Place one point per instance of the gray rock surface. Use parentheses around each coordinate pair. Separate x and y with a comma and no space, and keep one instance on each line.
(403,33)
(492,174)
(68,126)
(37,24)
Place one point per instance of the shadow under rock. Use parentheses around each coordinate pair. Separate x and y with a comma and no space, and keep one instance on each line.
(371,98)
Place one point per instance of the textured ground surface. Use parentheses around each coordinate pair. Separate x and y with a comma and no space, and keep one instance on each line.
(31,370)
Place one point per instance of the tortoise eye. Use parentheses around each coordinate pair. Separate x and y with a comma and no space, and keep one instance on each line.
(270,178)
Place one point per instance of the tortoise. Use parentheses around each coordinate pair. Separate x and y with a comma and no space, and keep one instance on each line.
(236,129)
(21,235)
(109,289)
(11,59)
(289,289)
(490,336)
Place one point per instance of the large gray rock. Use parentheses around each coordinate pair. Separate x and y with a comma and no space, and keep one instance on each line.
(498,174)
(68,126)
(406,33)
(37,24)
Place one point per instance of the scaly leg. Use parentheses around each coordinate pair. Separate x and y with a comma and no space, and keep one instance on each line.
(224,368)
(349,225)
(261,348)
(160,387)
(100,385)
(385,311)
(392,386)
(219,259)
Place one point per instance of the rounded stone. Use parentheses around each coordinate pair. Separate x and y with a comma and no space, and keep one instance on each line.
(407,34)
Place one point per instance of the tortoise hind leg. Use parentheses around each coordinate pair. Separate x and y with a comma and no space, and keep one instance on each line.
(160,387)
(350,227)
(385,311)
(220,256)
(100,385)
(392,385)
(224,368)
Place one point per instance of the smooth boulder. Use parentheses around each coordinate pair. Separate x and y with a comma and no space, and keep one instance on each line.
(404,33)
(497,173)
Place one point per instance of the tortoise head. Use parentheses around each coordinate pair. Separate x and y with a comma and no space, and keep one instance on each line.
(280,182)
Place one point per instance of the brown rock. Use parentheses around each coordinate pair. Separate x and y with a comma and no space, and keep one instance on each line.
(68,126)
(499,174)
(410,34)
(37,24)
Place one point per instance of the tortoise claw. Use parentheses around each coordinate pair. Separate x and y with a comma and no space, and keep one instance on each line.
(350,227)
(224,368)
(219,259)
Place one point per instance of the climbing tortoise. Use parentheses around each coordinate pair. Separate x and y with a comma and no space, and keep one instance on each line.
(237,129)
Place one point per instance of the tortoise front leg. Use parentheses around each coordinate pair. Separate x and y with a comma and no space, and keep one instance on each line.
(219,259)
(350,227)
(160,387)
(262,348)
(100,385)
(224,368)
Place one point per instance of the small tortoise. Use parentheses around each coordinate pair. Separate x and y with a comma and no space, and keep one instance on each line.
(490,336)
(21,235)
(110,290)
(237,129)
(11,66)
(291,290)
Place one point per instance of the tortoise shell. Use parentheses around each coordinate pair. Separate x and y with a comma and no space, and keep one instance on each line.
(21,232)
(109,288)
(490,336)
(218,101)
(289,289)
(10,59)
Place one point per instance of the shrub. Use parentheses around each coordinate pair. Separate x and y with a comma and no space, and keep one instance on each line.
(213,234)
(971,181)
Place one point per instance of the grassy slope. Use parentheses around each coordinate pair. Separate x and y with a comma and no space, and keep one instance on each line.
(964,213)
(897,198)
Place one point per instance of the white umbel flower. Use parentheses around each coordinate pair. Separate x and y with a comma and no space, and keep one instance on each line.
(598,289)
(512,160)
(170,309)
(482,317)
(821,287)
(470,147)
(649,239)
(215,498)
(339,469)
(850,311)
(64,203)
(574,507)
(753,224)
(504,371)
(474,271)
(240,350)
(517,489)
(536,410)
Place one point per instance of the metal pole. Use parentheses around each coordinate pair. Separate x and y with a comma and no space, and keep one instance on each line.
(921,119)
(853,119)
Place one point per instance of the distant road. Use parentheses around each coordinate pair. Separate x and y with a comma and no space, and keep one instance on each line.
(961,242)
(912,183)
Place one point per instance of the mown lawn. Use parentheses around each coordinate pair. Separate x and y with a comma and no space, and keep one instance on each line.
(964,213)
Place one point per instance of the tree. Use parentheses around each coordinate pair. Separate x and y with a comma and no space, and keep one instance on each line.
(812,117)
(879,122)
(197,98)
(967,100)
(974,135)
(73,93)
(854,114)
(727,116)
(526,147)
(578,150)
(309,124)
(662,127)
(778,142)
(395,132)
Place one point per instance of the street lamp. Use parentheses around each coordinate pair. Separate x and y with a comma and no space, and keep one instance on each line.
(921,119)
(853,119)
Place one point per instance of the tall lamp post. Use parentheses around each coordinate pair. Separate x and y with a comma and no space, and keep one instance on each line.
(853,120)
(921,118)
============
» **SHORT TASK**: Convert the stretch of records from the line containing "Place one point per instance of the metal" through the end of the records into a two-column CSV headed instruction and points, with one row per record. Put each record's text under instruction and its answer under points, with each value in a single quoted field and any line breaks replaced by spaces.

» **RESPONSE TO THE TASK**:
instruction,points
"Place one point per instance of the metal pole. Use parentheses around each coordinate pair. Separate x and y with a comma and no space, and keep one instance on each line.","(921,119) (853,119)"
"Place one point per instance of the distant road. Use parentheses around each coordinate pair. Separate x and y with a comma and no space, and keep one instance on each line.","(961,242) (912,183)"
"Place one point per instance of the mown lawn. Use parentheses around each coordinate pair. Separate x and y with a comma and no space, and keep one instance on each line.","(964,213)"
"Place one point per instance of the tree. Use parentheses around each coordinate pair. Separate x and y with a comma and no space, and keep one instance on each line.","(812,117) (879,122) (197,98) (967,100) (974,135) (73,93) (854,114) (727,116) (526,147) (578,150) (309,124) (662,127) (778,142) (395,132)"
"Place one point per instance of the street lamp. Use parentheses around each coordinate pair. Separate x and y with a comma and no space, and keep one instance on each line.","(921,119) (853,119)"
"Place one point per instance of the tall lamp post. Use parentheses around each coordinate pair. Separate x and y with a comma and no space, and keep one instance on each line.","(853,120) (921,118)"